#### Direction A:
In the rows, starting at the line containing "drop shown in this photo." and ending at the last row, switch every "petal" to "leaf" and give those lines again with nothing else changed.

#### Selected excerpt:

┌──

I must repeat for you and anyone else who might find this thread, do not use regular expressions in such a complicated way.

I love regular expressions, but they were not designed for this sort of problem. You're going to be 1,000 times better off using a standard templating system like Template::Toolkit.

The problem with regular expressions in this context is there's a tendency to couple parsing with validation. By doing that, the regex ends up being very fragile and it's common for people to skip validation of their data entirely. For example, when a recursive regex sees ((( )), it will claim there are only 2 levels to those parenthesis. In truth, there are 2 and a 1/2, and that 1/2 is an error that won't be reported.

Now, I already communicated the way to avoid this flaw in regex parsing in my answers to two of your other questions:

Basically, make your parsing regex as simple as possible. This serves multiple purposes. It ensures that your regex will be less fragile, and it also encourages not putting the validation in the parsing phase.

└──

#### Direction B:
Answer these questions about the post on regular expressions:
(i) Which standard templating system does it name?
(ii) How many levels does a recursive regex claim for ((( ))?
(iii) How simple should the parsing regex be made?

#### Records provided:
┌──

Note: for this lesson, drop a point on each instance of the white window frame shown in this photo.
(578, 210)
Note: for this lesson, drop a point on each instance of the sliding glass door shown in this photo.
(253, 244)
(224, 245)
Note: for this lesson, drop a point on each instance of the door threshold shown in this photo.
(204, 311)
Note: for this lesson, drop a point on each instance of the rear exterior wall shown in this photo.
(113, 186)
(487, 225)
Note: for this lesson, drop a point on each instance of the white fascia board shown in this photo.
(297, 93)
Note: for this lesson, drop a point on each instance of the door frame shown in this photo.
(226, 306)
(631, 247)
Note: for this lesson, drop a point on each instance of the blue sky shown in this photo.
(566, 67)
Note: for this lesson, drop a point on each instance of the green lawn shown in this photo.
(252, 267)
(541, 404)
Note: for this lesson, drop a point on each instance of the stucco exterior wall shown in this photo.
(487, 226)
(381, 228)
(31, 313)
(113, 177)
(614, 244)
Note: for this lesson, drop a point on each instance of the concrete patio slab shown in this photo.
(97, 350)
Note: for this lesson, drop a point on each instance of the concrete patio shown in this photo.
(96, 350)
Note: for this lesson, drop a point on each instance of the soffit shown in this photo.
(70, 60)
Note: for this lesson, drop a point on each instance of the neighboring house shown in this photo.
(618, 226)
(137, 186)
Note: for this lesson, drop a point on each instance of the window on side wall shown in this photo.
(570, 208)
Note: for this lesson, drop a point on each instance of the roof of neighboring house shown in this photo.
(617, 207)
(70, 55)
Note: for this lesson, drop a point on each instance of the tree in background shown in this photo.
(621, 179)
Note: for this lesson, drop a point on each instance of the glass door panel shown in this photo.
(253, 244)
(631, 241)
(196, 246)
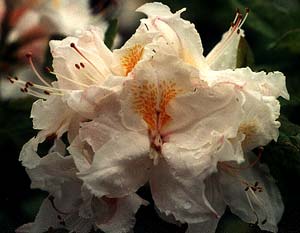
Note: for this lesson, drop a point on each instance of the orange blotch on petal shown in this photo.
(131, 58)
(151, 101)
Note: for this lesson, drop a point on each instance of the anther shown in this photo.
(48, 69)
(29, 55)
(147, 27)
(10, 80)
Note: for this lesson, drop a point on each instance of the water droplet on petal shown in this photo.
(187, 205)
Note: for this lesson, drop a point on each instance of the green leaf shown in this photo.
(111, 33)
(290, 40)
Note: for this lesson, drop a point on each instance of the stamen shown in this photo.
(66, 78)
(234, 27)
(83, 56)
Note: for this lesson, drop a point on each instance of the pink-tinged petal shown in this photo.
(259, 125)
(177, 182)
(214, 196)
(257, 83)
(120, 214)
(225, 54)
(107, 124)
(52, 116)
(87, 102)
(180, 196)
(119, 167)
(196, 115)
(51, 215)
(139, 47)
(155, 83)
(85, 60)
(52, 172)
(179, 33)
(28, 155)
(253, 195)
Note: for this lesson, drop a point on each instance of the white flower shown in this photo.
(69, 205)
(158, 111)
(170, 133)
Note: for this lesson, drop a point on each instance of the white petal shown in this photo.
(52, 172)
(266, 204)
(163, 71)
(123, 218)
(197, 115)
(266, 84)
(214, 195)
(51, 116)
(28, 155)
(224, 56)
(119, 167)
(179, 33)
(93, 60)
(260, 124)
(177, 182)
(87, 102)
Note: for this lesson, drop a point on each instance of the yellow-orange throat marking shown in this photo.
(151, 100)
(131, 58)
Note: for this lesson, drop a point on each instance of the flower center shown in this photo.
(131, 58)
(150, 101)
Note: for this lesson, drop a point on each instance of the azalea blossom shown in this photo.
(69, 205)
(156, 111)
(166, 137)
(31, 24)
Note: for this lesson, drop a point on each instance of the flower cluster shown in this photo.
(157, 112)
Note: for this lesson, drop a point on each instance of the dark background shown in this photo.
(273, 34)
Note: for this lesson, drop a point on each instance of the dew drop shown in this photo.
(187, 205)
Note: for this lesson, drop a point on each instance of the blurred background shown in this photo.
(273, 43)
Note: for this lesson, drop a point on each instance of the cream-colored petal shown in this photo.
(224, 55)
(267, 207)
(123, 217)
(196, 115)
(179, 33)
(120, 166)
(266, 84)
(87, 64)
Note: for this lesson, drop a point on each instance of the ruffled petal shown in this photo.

└──

#### Full response A:
Note: for this lesson, drop a point on each instance of the dew drop shown in this photo.
(187, 205)
Note: for this lesson, drop a point on each instance of the blurred background shown in this photo.
(273, 43)
Note: for this lesson, drop a point on each instance of the cream-colored leaf shown in this photo.
(224, 55)
(267, 207)
(123, 217)
(196, 115)
(179, 33)
(120, 166)
(266, 84)
(87, 64)
Note: for this lesson, drop a point on each instance of the ruffled leaf shown in this photo.

#### Full response B:
(i) Template::Toolkit
(ii) Only 2
(iii) As simple as possible